## Problems and tasks
**1)** Rewrite the paragraph of the essay on weapons spending that begins "Additionally, the Pentagon drains" as a short bulleted list, keeping its main facts.
**2)** Transcribe everything in the essay on weapons spending from "Because of this" down to "in job creation.".
=== Text block ===
As part of my own Lenten reflection, I’m writing about some of the weapons systems that the General Accounting Office has identified as boondoggles. Today we are looking at robots, drones, sensors, smart bombs and other types of artificial intelligence.
It is sort of like what Paul tells the Ephesians: These are things we have not seen and cannot imagine. So far we have spent about 15 billion on them. The initial estimate was $92 billion but now it’s gone up to $340 billion.
Because of this huge increase in estimated costs, future expenditures are unclear. The New York Times notes that some expensive communications systems have been replaced in the field by a simple, secure Web-based tool.
Research, both military and commercial, is certainly on the hunt for artificial intelligence. Particular to the budgetary and economic debates of the moment is their role in job creation.
These systems are capital intensive, that is, they utilize few skilled workers. The panels or motherboards that guide them are generally assembled by unskilled workers, young girls with small agile fingers who live in Mexico, Indonesia and China.
Additionally, the Pentagon drains skilled labor from commercial ventures, offering high wages and interesting problems to engineers and scientists who might otherwise be perfecting windmills, solar reflector pools and photovoltaic cells. These unmanned systems and communications tools pose terrific theoretical and practical challenges. They drain our investment capital as well as our skilled labor.
Again I ask myself and you, dear reader. Where shall we place our treasure? Wherein lies our security?
=== Records ===
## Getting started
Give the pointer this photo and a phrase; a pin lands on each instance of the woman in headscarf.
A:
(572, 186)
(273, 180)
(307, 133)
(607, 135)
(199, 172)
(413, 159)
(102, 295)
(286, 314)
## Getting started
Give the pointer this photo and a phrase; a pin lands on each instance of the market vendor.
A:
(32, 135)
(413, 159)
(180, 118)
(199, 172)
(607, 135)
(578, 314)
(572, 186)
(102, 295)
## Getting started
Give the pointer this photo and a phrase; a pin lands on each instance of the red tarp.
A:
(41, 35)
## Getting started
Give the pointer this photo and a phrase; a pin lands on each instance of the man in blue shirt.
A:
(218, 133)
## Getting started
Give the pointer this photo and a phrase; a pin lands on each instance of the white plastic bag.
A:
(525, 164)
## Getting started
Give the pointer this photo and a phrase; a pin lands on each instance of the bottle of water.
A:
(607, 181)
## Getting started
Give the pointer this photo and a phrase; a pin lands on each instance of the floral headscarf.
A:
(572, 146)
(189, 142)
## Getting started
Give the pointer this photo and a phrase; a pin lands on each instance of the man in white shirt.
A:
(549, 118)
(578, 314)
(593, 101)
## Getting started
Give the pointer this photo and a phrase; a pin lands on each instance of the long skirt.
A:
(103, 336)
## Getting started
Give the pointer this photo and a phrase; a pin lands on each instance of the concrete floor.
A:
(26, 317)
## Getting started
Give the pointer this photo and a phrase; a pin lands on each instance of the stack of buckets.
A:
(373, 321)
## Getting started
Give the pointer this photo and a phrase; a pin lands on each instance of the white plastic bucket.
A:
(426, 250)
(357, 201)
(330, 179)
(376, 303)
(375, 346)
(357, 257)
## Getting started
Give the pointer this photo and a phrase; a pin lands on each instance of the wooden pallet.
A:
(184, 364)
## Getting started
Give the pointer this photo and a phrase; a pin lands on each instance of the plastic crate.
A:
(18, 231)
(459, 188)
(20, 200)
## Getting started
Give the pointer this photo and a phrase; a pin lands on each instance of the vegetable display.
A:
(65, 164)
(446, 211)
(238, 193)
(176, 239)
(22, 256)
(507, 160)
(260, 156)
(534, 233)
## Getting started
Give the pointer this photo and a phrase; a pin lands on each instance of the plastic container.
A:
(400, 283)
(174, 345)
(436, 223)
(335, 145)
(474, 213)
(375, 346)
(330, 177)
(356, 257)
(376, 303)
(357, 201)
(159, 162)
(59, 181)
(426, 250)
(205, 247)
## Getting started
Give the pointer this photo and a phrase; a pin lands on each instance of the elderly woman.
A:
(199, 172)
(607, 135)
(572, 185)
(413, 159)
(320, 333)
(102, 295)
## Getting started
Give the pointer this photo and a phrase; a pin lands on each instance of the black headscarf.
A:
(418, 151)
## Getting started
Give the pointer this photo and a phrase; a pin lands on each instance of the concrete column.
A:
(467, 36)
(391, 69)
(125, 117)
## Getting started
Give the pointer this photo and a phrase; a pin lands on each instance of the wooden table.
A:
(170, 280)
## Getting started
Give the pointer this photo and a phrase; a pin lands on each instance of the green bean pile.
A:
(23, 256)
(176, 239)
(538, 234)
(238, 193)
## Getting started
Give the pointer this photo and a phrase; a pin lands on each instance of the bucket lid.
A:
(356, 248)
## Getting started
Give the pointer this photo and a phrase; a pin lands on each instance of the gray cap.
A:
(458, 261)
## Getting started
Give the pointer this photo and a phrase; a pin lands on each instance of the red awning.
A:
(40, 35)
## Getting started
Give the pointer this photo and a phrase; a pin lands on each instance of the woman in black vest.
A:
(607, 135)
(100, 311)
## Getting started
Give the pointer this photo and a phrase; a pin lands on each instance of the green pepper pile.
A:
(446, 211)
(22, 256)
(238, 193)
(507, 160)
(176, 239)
===
=== Records ===
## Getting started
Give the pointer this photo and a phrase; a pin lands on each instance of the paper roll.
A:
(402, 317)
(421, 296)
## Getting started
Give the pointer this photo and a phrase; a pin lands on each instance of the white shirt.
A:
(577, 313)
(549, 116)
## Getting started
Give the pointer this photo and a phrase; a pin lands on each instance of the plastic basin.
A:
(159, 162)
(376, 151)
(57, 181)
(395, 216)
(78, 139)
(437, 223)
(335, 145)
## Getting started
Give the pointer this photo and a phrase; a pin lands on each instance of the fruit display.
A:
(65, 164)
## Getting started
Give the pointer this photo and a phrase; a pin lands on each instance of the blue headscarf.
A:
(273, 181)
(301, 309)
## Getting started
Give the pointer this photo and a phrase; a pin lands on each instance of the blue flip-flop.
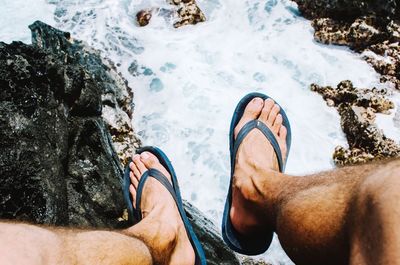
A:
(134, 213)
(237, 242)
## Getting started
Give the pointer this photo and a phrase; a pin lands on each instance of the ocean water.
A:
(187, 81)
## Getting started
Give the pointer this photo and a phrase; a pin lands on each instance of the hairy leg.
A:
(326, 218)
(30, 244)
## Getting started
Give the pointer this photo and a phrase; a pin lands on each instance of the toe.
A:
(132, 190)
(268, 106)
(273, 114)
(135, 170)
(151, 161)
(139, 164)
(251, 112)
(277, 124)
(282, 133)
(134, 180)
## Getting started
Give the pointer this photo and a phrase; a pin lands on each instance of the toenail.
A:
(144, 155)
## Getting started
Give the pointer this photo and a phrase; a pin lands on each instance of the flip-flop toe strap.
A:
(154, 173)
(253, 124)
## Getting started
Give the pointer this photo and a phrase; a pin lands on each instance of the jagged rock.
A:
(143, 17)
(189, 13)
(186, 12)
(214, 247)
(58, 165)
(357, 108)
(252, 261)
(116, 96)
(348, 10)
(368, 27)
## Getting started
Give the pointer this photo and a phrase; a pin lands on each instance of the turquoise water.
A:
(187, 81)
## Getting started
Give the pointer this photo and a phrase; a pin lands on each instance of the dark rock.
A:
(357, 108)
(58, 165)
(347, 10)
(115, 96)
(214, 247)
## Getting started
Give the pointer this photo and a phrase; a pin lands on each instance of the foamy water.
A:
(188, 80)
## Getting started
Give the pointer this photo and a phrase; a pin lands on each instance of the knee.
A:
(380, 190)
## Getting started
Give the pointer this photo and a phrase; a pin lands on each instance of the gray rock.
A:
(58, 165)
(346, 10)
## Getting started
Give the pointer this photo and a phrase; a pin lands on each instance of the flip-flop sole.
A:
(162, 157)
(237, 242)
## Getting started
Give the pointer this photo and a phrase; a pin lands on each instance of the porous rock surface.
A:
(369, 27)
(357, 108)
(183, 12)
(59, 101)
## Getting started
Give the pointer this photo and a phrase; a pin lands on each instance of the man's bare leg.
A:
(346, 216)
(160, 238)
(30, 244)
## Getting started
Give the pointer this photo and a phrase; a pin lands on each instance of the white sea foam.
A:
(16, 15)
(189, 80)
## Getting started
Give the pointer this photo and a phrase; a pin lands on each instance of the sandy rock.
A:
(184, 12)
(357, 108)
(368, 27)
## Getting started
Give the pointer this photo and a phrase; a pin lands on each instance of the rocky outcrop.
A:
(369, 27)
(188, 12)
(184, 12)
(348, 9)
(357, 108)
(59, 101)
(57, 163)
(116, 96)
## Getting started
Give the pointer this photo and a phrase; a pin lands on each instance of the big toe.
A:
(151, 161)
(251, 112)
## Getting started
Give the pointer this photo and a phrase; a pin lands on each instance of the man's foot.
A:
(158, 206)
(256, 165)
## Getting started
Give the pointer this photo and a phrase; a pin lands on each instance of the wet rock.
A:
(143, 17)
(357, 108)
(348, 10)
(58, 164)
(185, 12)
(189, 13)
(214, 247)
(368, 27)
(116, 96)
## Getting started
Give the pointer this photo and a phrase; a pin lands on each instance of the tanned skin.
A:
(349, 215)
===
## Answers for the exercise
**1)**
- The Pentagon draws skilled labor away from commercial ventures.
- It offers high wages and interesting problems to engineers and scientists.
- Without the Pentagon, those engineers and scientists might be perfecting windmills, solar reflector pools and photovoltaic cells.
- Unmanned systems and communications tools pose great theoretical and practical challenges.
- These systems drain both investment capital and skilled labor.

**2)**
Because of this huge increase in estimated costs, future expenditures are unclear. The New York Times notes that some expensive communications systems have been replaced in the field by a simple, secure Web-based tool.
Research, both military and commercial, is certainly on the hunt for artificial intelligence. Particular to the budgetary and economic debates of the moment is their role in job creation.